-- BEGIN Selection --

[wp-hackers] Taxonomy Schema Proposal

Jamie Talbot wphackers at jamietalbot.com
Thu Apr 19 15:18:02 GMT 2007


Ryan Boren wrote:
> I caught a bug that's laying me low at the moment.  The stuff you are
> proposing sounds pretty good, but my head isn't clear enough to think
> it all the way through.  Would you mind taking the proposed schema,
> modifying it with your amendments, sprinkling in a few comments, and
> submitting back to the list so we can see it as a whole?
> 
> Ryan

So here are my initial thoughts.  The schema is almost identical to your proposed one, with the
changes I suggested for an integer join, as well as alias stuff from elsewhere on this thread:

<?php

// terms contains the actual categories/tags/terms/classifiers/whatevers.  It stores ID, name, and
slug and alias group.

-- END Selection --
-- BEGIN Information given --

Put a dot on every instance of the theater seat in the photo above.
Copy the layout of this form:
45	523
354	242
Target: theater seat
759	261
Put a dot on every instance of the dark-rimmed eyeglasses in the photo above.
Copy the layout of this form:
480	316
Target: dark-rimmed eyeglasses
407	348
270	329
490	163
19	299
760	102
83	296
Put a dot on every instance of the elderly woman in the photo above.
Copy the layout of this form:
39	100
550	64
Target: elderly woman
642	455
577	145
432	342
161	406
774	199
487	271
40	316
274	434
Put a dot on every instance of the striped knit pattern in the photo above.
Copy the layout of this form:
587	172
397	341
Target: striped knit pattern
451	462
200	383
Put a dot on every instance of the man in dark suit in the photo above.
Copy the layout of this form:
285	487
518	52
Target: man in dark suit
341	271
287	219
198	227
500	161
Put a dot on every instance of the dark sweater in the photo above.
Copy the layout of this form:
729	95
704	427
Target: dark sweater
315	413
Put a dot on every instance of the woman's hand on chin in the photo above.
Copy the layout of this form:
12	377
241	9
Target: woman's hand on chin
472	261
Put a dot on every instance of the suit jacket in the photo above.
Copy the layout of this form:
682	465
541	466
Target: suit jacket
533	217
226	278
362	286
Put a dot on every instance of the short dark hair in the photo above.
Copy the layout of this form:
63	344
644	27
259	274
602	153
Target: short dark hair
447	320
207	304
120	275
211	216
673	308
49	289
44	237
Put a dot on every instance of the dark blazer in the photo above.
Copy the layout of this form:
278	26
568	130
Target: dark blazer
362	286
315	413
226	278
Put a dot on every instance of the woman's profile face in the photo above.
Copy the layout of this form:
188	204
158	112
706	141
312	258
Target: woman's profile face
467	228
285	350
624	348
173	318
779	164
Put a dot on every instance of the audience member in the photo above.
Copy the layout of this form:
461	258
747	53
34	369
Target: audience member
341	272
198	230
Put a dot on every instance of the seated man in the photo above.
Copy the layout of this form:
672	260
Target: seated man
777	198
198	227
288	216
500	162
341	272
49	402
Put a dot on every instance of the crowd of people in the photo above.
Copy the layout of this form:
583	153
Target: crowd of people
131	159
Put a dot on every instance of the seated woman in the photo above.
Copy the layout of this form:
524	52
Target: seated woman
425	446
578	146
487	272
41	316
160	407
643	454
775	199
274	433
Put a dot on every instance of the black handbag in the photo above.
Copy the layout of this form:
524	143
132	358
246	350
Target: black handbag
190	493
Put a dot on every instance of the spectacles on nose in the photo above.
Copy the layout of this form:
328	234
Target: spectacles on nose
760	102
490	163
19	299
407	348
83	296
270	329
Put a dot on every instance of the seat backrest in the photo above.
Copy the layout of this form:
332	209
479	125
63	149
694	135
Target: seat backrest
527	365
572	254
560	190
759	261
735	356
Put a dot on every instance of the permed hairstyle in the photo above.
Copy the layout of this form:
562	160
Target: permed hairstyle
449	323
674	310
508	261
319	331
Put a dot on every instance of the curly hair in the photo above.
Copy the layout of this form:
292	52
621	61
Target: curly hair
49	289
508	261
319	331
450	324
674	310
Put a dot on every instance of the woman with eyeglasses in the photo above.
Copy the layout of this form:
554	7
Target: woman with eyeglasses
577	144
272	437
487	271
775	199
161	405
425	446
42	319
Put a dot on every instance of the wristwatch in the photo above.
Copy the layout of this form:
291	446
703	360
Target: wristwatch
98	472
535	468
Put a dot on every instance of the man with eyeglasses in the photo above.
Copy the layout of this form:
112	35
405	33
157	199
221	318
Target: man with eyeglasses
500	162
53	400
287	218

-- END Information given --

What to work on>
- a) List each thing that the code comment in the mailing list post says the terms table stores.
- b) In the mailing list post, what does Ryan Boren say he has caught?
- c) Transcribe the mailing list post from "So here are" to "and alias group.".

Answers in order>
- a)
ID
name
slug
alias group

- b) A bug that's laying him low at the moment.

- c)
So here are my initial thoughts.  The schema is almost identical to your proposed one, with the
changes I suggested for an integer join, as well as alias stuff from elsewhere on this thread:

<?php

// terms contains the actual categories/tags/terms/classifiers/whatevers.  It stores ID, name, and
slug and alias group.